THE TASK
Which lines in the records below mention the word "tree"? Copy each one out.

___ ENTRIES PROVIDED ___

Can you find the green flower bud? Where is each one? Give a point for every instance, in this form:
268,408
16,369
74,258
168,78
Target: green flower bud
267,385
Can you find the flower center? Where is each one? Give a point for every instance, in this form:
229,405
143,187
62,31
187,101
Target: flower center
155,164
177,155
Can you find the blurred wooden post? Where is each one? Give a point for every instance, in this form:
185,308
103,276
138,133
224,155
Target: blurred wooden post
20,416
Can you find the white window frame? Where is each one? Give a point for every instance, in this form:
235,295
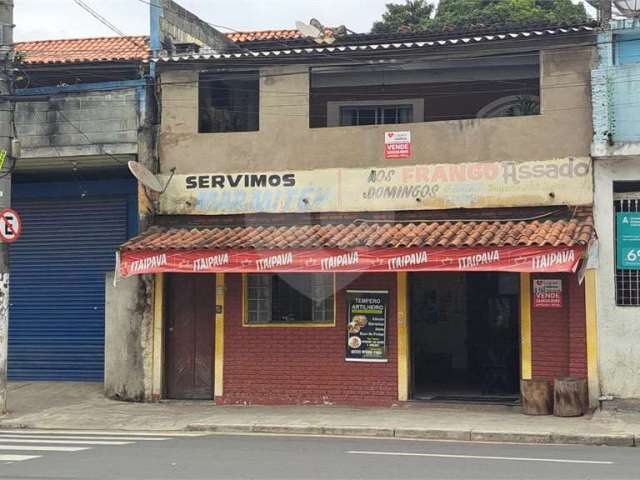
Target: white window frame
333,108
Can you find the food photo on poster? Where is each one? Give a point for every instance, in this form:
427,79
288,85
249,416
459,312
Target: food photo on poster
367,325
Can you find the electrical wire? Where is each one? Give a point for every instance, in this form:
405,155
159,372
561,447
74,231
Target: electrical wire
453,220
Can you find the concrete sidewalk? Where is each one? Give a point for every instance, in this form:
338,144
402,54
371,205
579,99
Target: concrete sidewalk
50,405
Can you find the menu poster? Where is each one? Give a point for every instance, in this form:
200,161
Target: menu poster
367,325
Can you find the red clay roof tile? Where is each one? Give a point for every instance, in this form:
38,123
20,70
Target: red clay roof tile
101,49
563,232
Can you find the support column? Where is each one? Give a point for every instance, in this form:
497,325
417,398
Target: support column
218,380
158,343
525,326
404,373
592,336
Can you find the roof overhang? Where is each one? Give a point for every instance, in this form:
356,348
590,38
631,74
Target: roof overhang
535,245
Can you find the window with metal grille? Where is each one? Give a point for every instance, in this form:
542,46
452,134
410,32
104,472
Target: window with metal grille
375,115
289,298
627,281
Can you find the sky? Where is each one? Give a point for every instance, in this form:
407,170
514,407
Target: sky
54,19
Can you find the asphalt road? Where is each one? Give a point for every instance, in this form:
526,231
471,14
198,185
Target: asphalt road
104,455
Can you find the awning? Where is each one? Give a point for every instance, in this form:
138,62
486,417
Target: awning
474,246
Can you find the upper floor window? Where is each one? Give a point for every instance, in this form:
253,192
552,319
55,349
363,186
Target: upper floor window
347,114
627,49
425,91
228,102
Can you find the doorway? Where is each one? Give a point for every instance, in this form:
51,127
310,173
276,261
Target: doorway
189,336
465,336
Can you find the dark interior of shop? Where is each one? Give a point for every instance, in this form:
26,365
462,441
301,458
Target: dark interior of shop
465,337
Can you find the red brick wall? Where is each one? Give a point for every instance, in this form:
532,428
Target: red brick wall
558,334
280,365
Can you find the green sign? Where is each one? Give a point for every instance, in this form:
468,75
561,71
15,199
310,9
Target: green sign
628,241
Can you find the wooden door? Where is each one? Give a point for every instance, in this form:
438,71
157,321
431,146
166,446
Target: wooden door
189,336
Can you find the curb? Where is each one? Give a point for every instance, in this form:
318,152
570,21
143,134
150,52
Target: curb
610,440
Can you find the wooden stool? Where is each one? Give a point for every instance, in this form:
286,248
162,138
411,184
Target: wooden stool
536,397
570,397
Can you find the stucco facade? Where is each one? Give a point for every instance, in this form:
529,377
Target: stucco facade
616,154
283,356
285,140
618,327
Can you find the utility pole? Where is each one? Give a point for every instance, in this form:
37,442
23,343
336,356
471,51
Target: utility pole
605,13
6,166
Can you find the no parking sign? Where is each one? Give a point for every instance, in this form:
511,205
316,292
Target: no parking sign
10,225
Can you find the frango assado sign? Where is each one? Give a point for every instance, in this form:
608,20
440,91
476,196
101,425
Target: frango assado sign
410,187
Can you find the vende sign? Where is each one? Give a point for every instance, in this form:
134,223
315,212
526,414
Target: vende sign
547,293
397,145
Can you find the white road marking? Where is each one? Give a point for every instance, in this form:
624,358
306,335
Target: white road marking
105,432
67,442
80,437
43,448
480,457
17,458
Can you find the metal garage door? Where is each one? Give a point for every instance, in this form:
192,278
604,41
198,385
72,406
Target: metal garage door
56,329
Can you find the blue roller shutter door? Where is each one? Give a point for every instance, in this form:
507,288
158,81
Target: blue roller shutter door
58,267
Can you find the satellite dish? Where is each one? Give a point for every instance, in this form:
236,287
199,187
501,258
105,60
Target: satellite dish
309,30
144,176
628,8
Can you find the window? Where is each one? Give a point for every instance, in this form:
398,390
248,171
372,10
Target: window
627,49
291,298
228,102
385,112
375,115
627,281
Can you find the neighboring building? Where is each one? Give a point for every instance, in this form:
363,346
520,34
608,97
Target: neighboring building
307,251
616,153
85,111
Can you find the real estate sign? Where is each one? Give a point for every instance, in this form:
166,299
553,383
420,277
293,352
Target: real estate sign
628,241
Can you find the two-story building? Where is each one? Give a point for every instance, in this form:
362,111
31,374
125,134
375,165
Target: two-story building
616,155
386,218
84,108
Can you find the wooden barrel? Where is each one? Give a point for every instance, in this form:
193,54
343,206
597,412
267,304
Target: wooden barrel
536,397
570,398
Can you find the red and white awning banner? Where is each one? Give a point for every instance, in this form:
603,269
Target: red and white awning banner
481,259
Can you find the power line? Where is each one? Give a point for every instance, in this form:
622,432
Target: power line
104,21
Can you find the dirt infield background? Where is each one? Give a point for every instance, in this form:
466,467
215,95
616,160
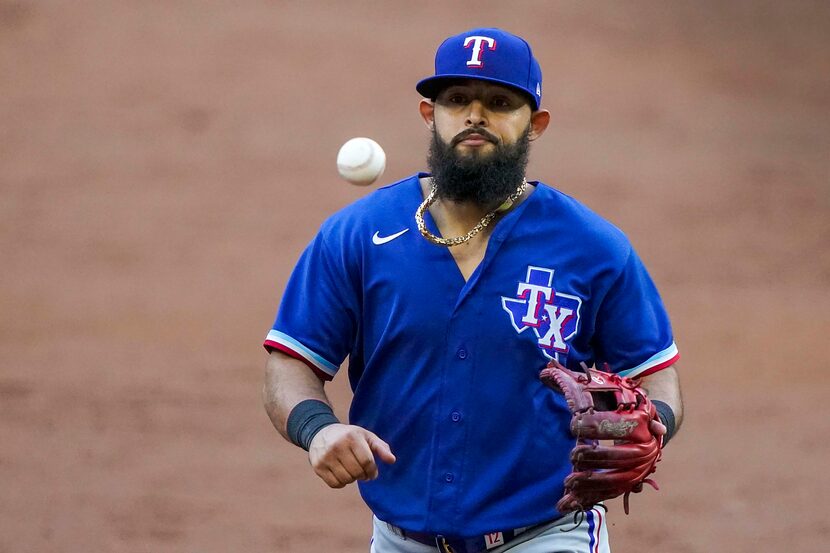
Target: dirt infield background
163,163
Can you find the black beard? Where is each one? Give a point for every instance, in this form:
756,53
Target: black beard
486,180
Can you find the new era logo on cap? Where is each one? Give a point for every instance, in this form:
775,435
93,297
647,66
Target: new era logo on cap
487,54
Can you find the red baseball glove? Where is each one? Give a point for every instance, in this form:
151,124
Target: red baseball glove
616,447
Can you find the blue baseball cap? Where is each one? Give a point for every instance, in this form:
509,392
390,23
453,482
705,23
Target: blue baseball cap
486,54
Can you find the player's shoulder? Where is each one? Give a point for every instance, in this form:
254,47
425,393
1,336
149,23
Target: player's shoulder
384,208
589,227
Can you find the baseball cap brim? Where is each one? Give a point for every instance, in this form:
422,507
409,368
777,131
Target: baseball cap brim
431,87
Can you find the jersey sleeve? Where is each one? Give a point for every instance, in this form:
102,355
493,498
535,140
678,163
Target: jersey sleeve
317,318
634,335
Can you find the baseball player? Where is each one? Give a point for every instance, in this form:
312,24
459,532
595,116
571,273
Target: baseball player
449,292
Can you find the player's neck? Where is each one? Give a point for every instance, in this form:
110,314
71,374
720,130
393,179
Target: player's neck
458,217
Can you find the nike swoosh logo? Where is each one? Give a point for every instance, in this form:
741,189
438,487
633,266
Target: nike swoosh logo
377,240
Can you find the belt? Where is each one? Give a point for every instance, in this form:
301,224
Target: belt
455,544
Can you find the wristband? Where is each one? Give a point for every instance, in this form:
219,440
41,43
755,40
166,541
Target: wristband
666,416
306,419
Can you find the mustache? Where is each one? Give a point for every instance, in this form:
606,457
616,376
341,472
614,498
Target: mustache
474,130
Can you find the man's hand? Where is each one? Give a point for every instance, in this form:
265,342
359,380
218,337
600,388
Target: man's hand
343,453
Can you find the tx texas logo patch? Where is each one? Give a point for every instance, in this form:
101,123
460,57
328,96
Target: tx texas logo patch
553,316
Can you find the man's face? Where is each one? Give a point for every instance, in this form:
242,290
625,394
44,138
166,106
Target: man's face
476,116
480,142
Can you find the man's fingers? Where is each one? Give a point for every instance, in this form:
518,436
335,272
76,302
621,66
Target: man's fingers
341,474
657,428
381,449
363,457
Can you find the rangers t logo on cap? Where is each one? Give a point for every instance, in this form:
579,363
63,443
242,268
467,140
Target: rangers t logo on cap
476,42
474,55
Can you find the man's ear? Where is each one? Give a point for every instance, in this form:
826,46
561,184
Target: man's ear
539,121
427,109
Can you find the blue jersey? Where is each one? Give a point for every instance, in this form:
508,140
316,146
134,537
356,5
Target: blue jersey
447,370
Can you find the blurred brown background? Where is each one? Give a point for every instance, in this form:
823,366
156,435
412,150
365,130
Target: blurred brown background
162,164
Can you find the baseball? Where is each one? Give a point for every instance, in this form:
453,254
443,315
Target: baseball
361,161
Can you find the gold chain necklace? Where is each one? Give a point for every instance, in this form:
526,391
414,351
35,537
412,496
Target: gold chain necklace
449,242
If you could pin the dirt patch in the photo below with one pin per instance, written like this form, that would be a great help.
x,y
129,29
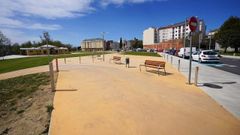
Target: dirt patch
x,y
26,113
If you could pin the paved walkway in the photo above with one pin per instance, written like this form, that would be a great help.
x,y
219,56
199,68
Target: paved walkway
x,y
228,92
108,99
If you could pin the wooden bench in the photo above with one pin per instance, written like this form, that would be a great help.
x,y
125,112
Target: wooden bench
x,y
116,59
154,64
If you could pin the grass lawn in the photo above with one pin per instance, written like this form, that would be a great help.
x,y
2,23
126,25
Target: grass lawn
x,y
142,54
23,63
26,102
19,87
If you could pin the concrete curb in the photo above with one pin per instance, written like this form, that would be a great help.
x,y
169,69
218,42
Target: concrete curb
x,y
233,57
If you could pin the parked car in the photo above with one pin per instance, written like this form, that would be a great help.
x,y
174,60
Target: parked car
x,y
206,56
186,52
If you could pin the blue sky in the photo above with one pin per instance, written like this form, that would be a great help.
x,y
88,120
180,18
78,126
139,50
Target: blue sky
x,y
71,21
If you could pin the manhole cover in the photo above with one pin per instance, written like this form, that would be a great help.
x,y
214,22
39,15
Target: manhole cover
x,y
210,85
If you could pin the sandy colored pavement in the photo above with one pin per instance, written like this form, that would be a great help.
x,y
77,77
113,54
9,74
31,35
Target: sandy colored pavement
x,y
109,99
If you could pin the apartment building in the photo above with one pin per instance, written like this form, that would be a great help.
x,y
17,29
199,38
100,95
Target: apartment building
x,y
95,44
150,36
168,33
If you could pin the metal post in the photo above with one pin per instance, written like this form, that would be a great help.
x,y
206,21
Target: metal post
x,y
184,38
92,58
190,60
210,42
179,65
57,65
196,76
199,46
51,76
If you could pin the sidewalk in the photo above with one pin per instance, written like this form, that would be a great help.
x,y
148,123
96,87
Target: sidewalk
x,y
233,57
109,99
227,96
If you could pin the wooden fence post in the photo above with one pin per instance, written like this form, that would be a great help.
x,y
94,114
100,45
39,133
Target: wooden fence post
x,y
51,72
57,65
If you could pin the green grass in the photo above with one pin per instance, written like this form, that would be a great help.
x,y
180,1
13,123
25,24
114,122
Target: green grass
x,y
19,87
142,54
23,63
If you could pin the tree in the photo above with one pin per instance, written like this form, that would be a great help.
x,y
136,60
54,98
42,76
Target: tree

___

OUTPUT FOR THIS EXERCISE
If you could pin the tree in the photo above with one pin per instance, written like this form, that would be a great help.
Target: tree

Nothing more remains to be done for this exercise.